- [Stated exercise a]:
Output the passage from the Euler–Mascheroni constant paper, starting at "1 Introduction" and ending at "the literature [6–10].".

Optimal bounds for the generalized Euler–Mascheroni constant

Abstract

We provide several sharp upper and lower bounds for the generalized Euler–Mascheroni constant. As consequences, some previous bounds for the Euler–Mascheroni constant are improved.

1 Introduction

Let \(a>0\). Then the generalized Euler–Mascheroni constant \(\gamma (a)\) [1] is given by

$$ \gamma (a)=\lim_{n\rightarrow \infty } \biggl[ \frac{1}{a}+ \frac{1}{a+1}+ \cdots +\frac{1}{a+n-1}-\log \biggl( \frac{a+n-1}{a} \biggr) \biggr] . $$

We clearly see that the generalized Euler–Mascheroni constant \(\gamma (a)\) is the natural generalization of the classical Euler–Mascheroni constant [2–5]

$$ \gamma =\gamma (1)=\lim_{n\rightarrow \infty } \biggl( 1+\frac{1}{2}+ \frac{1}{3}+\cdots +\frac{1}{n}-\log n \biggr) =0.577215664901\ldots \,. $$

Recently, the two bounds for γ and \(\gamma (a)\) have attracted the attention of many mathematicians. In particular, many remarkable inequalities and asymptotic formulas for γ and \(\gamma (a)\) can be found in the literature [6–10].

Let

$$\begin{aligned}& \gamma_{n}=1+\frac{1}{2}+\frac{1}{3}+\cdots + \frac{1}{n}-\log n, \\& R_{n}=1+\frac{1}{2}+\frac{1}{3}+\cdots + \frac{1}{n}-\log \biggl( n+ \frac{1}{2} \biggr) , \\& S_{n}=1+\frac{1}{2}+\frac{1}{3}+\cdots + \frac{1}{n-1}+\frac{1}{2n}- \log n, \\& T_{n}=1+\frac{1}{2}+\frac{1}{3}+\cdots + \frac{1}{n}-\log \biggl( n+ \frac{1}{2}+\frac{1}{24n} \biggr) , \\& y_{n}(a)=\frac{1}{a}+\frac{1}{a+1}+\cdots + \frac{1}{a+n-1}-\log \biggl( \frac{a+n-1}{a} \biggr) , \\& \alpha_{n}(a)=\frac{1}{a}+\frac{1}{a+1}+\cdots + \frac{1}{a+n-2}+ \frac{1}{2(a+n-1)}-\log \biggl( \frac{a+n-1}{a} \biggr) , \end{aligned}$$

(1.1)

- [Supplied material]:
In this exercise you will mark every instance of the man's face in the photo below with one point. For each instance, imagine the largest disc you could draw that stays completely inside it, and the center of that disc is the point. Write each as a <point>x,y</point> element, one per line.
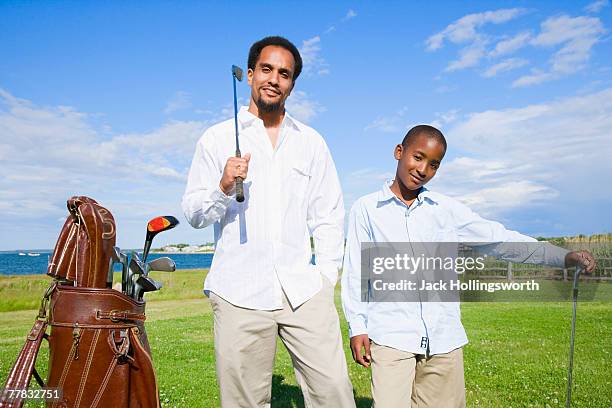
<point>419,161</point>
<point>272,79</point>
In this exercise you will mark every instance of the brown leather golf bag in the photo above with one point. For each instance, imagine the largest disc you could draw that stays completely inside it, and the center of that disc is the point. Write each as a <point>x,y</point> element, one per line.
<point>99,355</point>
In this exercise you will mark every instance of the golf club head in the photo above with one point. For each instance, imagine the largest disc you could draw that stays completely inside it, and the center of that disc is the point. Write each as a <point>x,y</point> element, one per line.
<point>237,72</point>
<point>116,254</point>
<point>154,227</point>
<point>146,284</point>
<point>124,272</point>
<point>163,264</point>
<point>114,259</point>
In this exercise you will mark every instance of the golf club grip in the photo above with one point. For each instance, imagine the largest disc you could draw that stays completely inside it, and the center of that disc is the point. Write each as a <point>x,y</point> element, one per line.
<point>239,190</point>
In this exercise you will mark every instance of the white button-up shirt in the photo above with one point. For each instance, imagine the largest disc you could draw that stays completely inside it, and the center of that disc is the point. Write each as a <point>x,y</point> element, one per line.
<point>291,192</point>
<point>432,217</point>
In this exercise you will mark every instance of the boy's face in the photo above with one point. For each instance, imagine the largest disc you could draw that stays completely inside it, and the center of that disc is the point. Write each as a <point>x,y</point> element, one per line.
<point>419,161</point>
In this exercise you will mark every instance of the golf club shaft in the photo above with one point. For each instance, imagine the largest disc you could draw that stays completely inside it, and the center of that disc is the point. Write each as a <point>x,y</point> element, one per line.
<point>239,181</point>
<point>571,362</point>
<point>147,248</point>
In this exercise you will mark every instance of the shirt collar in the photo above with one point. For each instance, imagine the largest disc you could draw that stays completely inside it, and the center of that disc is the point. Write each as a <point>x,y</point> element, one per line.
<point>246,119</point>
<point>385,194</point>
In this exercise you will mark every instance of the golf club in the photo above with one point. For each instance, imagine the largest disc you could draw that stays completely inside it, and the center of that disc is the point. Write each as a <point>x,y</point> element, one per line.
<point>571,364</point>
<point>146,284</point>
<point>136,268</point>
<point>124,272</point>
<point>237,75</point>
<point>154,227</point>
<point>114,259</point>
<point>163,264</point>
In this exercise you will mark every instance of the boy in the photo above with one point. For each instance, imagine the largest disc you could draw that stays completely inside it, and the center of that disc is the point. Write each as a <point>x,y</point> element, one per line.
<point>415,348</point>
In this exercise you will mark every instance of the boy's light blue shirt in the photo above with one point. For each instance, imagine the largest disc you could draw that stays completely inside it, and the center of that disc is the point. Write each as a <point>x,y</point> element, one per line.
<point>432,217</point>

==

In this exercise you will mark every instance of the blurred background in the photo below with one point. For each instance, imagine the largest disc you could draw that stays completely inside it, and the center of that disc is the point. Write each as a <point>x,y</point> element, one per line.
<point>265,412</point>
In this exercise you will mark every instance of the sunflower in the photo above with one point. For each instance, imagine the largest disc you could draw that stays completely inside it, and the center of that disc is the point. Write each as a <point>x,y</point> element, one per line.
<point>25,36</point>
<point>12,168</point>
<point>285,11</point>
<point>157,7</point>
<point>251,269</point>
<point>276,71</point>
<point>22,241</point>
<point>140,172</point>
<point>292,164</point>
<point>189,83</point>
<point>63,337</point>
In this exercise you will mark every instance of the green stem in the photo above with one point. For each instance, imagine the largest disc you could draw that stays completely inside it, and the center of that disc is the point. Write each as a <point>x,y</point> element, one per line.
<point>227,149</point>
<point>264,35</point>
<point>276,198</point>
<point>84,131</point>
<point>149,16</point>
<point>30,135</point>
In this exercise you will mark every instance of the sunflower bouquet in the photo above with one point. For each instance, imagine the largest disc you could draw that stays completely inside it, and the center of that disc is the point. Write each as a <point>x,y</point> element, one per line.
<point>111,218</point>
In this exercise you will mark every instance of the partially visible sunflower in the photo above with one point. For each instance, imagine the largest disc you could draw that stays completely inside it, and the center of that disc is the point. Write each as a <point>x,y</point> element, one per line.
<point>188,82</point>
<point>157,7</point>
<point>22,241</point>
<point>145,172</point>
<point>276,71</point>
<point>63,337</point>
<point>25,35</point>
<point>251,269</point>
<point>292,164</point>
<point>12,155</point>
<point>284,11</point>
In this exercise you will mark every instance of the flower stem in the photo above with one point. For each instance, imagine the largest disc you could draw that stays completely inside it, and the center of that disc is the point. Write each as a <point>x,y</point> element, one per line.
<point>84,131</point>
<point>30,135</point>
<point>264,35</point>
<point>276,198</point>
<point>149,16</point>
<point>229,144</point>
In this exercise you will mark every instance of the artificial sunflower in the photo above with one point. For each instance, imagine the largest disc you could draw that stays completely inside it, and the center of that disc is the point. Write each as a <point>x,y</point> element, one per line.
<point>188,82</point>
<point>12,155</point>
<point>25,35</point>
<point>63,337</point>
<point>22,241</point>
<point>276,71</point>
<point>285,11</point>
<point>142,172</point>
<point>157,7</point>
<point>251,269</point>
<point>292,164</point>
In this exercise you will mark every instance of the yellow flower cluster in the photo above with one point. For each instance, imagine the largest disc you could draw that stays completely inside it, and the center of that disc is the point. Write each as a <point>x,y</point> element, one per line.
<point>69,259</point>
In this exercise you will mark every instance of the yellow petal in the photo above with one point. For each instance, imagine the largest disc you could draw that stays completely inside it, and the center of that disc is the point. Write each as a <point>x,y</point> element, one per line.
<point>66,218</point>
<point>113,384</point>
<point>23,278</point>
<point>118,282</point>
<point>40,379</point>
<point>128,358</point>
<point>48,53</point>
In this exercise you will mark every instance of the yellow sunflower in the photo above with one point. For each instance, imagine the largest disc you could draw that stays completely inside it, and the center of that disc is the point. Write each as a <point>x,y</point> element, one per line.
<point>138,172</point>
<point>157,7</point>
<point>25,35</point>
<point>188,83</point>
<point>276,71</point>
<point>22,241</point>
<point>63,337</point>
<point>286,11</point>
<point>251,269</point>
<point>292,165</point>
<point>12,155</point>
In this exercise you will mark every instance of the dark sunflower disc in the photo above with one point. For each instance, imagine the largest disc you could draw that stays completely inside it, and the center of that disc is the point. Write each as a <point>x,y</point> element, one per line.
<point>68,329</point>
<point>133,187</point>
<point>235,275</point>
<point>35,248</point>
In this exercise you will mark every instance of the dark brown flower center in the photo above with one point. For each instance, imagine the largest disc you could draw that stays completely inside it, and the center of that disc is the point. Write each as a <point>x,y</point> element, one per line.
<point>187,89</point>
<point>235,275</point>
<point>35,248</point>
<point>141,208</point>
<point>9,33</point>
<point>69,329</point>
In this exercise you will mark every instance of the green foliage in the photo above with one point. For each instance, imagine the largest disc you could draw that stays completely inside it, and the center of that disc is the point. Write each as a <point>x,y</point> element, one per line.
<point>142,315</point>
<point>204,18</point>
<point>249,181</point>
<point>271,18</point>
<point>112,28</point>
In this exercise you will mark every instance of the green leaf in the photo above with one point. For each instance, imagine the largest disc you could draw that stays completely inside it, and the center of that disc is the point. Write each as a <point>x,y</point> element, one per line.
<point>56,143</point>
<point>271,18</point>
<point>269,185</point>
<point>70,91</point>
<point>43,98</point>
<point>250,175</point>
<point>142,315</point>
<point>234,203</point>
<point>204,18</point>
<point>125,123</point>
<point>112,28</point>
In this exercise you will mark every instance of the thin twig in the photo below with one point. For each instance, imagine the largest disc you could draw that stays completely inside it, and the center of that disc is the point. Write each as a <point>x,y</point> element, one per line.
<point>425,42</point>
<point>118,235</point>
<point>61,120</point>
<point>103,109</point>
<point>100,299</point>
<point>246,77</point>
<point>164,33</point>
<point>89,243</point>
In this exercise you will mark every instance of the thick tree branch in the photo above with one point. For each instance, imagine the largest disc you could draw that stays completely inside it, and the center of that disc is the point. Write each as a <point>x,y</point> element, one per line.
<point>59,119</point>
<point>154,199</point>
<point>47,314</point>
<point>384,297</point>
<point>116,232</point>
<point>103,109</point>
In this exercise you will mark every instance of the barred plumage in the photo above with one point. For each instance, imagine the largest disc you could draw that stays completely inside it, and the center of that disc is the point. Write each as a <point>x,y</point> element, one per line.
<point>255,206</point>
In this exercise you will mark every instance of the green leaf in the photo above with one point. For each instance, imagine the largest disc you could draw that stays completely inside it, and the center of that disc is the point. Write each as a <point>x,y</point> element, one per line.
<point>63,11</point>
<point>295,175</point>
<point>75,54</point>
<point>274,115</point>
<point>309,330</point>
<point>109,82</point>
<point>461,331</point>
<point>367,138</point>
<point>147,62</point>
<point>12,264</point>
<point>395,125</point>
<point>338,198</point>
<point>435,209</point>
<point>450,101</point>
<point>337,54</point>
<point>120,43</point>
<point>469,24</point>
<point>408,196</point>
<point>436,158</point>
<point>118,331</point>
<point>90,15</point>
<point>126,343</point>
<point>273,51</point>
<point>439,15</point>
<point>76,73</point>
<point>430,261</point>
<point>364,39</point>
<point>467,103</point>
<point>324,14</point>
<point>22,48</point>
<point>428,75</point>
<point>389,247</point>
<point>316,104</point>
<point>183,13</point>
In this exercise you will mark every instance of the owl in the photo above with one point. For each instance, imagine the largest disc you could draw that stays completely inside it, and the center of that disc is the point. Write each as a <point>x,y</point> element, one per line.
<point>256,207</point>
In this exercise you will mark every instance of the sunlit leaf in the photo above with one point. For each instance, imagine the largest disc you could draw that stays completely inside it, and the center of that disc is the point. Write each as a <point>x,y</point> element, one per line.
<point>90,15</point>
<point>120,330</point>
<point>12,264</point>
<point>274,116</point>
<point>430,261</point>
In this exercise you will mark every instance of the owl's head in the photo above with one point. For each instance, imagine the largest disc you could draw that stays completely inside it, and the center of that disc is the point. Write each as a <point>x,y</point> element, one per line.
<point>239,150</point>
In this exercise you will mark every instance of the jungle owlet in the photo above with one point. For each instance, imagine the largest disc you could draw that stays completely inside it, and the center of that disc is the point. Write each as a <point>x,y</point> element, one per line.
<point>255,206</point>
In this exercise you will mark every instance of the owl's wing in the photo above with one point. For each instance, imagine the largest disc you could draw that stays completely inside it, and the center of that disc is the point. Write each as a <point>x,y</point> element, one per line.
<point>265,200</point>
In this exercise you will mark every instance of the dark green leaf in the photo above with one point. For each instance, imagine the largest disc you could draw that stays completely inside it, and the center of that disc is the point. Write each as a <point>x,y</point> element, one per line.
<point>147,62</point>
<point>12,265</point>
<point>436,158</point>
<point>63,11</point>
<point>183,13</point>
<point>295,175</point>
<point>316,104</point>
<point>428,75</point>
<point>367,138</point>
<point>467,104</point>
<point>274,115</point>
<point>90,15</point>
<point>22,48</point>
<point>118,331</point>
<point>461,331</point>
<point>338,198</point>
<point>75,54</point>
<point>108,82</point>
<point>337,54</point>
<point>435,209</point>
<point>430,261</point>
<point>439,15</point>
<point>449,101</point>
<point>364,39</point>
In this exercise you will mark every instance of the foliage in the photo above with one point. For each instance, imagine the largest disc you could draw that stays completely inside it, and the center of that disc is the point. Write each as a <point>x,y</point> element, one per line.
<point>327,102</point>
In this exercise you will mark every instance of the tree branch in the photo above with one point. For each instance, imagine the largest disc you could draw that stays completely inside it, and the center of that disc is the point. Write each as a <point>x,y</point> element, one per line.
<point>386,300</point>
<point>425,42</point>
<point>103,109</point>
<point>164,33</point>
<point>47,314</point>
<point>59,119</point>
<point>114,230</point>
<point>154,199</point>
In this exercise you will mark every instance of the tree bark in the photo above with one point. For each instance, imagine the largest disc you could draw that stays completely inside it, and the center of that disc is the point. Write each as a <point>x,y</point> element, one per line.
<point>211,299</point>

- [Stated exercise b]:
Rewrite the lines of the records starting at the line containing "the tree bark" and ending at the line containing "<point>211,299</point>", with "tree bark" changed to "pine bark" and nothing else altered. Output only those lines.

- [Complete answer a]:
1 Introduction

Let \(a>0\). Then the generalized Euler–Mascheroni constant \(\gamma (a)\) [1] is given by

$$ \gamma (a)=\lim_{n\rightarrow \infty } \biggl[ \frac{1}{a}+ \frac{1}{a+1}+ \cdots +\frac{1}{a+n-1}-\log \biggl( \frac{a+n-1}{a} \biggr) \biggr] . $$

We clearly see that the generalized Euler–Mascheroni constant \(\gamma (a)\) is the natural generalization of the classical Euler–Mascheroni constant [2–5]

$$ \gamma =\gamma (1)=\lim_{n\rightarrow \infty } \biggl( 1+\frac{1}{2}+ \frac{1}{3}+\cdots +\frac{1}{n}-\log n \biggr) =0.577215664901\ldots \,. $$

Recently, the two bounds for γ and \(\gamma (a)\) have attracted the attention of many mathematicians. In particular, many remarkable inequalities and asymptotic formulas for γ and \(\gamma (a)\) can be found in the literature [6–10].

- [Complete answer b]:
In this exercise you will mark every instance of the pine bark in the photo above with one point. For each instance, imagine the largest disc you could draw that stays completely inside it, and the center of that disc is the point. Write each as a <point>x,y</point> element, one per line.
<point>211,299</point>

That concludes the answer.